Calls for help up at Mobile Crisis
As pandemic restrictions lift, more people are reaching out
With COVID-19 pandemic restrictions lifting, more people are reaching out to Saskatoon’s Mobile Crisis service.
Some of the issues people had “put on the shelf” are bubbling to the surface and people are reaching out, said Rita Field, the executive director of the Saskatoon Crisis Intervention Service, which oversees Mobile Crisis in the city.
“People who wouldn’t ordinarily need to reach out, needed to,” Field said. When a cascade of restrictions and closures started to take effect due to provincial public health orders meant to contain the pandemic, calls to Mobile Crisis went up. Field said people needed a lot of support and information and staff were hearing from people who were stressed, in distress and experiencing anxiety.
As the isolation wore on, Field said things began to settle down for a while. But with the typical summer increase in calls coupled with people trying to return to as much of their pre-pandemic lives as they can as restrictions ease, Field says things are busy again.

**Data provided:**
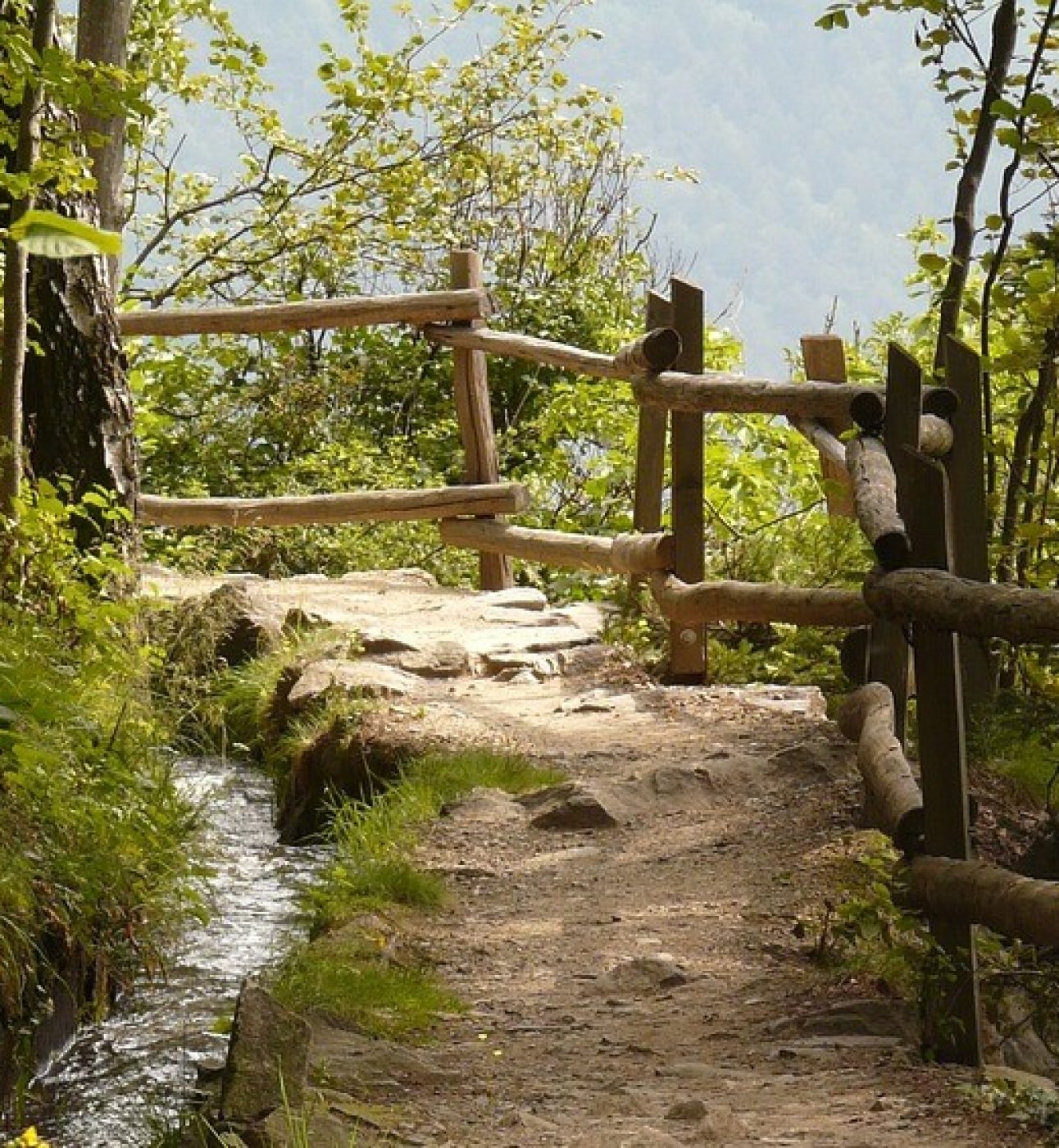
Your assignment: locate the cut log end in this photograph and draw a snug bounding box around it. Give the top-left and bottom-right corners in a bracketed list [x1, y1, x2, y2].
[922, 387, 959, 419]
[849, 390, 886, 434]
[872, 531, 912, 571]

**Task to complete:**
Extend the news article above on rising calls to Saskatoon's Mobile Crisis service, picking up right after its last sentence.

**Answer box:**
She says some of the increased call volume is likely due to people who held off on seeking help at the height of the restrictions. Other callers may have pre-existing conditions that were exacerbated by the “global stress” of the pandemic and feelings of loss of their old way of life.
Mobile Crisis has between two and seven staff available 24 hours a day, every day of the year.
“We’re doing the best with the resources we have and we’re responding to up to 30,000 calls a year,” Field said. A quarter of the time, they see people face-to-face.
Mobile Crisis and the Saskatoon Crisis Intervention Service was founded in 1980 to add a “softer” response to the emergency continuum — which consists of police, the fire department and paramedics — and a generalist crisis service, Field explained.
The SCIS and city police, along with the Saskatchewan Health Authority, have been partners on the Police and Crisis Team unit, which consists of one police officer and one crisis worker, who are dispatched to mental health and addictions-related 911 calls.
According to the annual report of the Saskatoon police Vulnerable Person Unit, released earlier this year, PACT had 692 new referrals, 610 of which were related to mental health and/or suicide risk in 2019.
The unit’s aim is to divert people from emergency rooms and police detention cells. Last year, it diverted 143 people from emergency departments and 15 people who otherwise would have been arrested.
But PACT is only available 10 hours a day with the current coverage that is available, and Field said the message is out there that they could use another PACT team to provide more coverage. Both PACT and Mobile Crisis programs depend on government funding.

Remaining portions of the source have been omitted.